** begin Text block **
Bringing the OPEC production numbers per well up to date
Posted by Heading Out on December 18, 2005 - 12:52am
There are a couple of comments, however, that make these numbers only a guideline. Firstly there is a big difference in some countries between the flowing and the artificial lift. The obvious example is Indonesia, where the ratio is around 9:1 for artificial lift. This had significantly lowered the oil/well numbers relative to those that Matt Simmons quoted.
The second difference relates to Saudi Arabia. The confusion there relates to the Neutral Zone, between SA and Kuwait. The oil for this is shared, and the share shows up in the production of each country. However the number of wells and rigs are separated out for that zone. I included them in the Saudi number - since SA is tagged to the zone in the table, but it may not be totally accurate. But you know the assumption.
First, is the amount of oil per well before or after Gas Oil Seperation Plant (GOSP), that is, discounting the water and associated gas that passes through the well head but then has to seperated by GOSP?
Secondly, water injected. If there has been any educational benefit to us all, (even those who do not accpet the overall premise) of Matthew Simmons' book, "Twilight In The Desert, The Coming Saudi Oil Shock And The World Economy", it is to point up just how wide a band production of an oil field can be manipulated by varying the amount of the water injected.
** end Text block **
** begin Extracted information **
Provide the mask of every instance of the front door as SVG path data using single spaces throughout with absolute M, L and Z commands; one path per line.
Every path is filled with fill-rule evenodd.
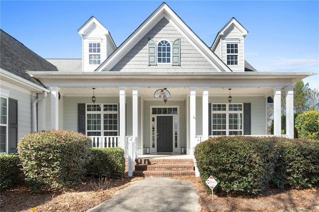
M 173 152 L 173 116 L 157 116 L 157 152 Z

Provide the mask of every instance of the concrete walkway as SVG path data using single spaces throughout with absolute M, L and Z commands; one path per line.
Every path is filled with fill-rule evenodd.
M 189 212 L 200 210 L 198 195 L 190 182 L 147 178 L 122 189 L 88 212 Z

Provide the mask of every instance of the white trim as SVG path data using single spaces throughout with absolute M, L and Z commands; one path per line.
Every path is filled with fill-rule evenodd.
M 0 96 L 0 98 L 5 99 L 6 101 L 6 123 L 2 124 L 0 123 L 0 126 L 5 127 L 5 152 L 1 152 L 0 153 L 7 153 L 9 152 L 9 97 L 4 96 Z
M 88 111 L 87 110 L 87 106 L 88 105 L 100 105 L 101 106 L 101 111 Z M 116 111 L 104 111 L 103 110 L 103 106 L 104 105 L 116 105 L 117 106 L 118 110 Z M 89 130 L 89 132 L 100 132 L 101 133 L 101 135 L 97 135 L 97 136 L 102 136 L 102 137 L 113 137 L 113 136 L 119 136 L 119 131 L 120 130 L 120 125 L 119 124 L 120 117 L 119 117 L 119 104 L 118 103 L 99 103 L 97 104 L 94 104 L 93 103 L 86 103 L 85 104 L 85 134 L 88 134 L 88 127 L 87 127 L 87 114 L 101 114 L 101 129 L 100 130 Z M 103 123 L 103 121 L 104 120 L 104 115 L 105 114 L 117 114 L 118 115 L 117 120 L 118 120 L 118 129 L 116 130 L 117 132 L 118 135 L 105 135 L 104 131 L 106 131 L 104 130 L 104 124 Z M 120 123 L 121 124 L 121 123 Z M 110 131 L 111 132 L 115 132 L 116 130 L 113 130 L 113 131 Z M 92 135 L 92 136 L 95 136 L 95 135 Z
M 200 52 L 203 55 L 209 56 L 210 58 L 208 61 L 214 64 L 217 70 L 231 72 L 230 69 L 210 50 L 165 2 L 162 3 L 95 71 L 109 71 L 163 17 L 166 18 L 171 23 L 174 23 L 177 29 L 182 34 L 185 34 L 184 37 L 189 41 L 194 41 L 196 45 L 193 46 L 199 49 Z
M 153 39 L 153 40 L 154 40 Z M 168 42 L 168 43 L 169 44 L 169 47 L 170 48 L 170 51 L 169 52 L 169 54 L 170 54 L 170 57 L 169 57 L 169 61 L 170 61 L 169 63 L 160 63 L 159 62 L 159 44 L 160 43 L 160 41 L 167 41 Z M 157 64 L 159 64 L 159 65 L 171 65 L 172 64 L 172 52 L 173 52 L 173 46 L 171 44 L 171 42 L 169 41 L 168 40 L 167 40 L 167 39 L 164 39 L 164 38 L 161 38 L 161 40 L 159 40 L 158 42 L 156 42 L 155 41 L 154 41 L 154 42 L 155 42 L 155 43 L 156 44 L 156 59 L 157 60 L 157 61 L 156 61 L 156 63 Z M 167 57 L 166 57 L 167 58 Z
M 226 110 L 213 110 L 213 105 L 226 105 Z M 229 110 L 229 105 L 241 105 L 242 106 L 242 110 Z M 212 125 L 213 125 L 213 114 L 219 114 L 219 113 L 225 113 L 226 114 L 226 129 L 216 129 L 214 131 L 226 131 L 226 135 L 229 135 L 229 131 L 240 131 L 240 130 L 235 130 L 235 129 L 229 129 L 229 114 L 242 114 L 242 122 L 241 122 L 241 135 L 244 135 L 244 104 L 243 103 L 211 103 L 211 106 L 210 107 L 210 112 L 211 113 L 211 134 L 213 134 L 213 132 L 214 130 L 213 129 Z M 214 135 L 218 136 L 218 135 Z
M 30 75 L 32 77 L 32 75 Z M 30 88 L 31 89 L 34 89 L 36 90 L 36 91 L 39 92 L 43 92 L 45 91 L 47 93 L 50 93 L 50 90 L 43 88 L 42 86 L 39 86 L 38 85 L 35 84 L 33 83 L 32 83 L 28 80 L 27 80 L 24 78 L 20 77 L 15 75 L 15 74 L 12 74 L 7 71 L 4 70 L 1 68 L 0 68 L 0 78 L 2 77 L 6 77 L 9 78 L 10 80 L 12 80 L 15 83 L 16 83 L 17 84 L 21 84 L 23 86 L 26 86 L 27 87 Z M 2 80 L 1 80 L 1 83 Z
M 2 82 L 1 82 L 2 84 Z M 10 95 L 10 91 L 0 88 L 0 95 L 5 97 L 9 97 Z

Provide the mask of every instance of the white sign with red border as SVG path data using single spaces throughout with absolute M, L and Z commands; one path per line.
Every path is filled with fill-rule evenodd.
** end Extracted information **
▸ List of tasks:
1 – In the post on OPEC production per well, what is the approximate ratio for artificial lift in Indonesia?
2 – Write out the passage of the post on OPEC production per well, starting at "Secondly, water injected." and ending at "the water injected.".
You won't need the listing for any of this.

▸ Solution set:
1 – Around 9:1 for artificial lift.

2 –
Secondly, water injected. If there has been any educational benefit to us all, (even those who do not accpet the overall premise) of Matthew Simmons' book, "Twilight In The Desert, The Coming Saudi Oil Shock And The World Economy", it is to point up just how wide a band production of an oil field can be manipulated by varying the amount of the water injected.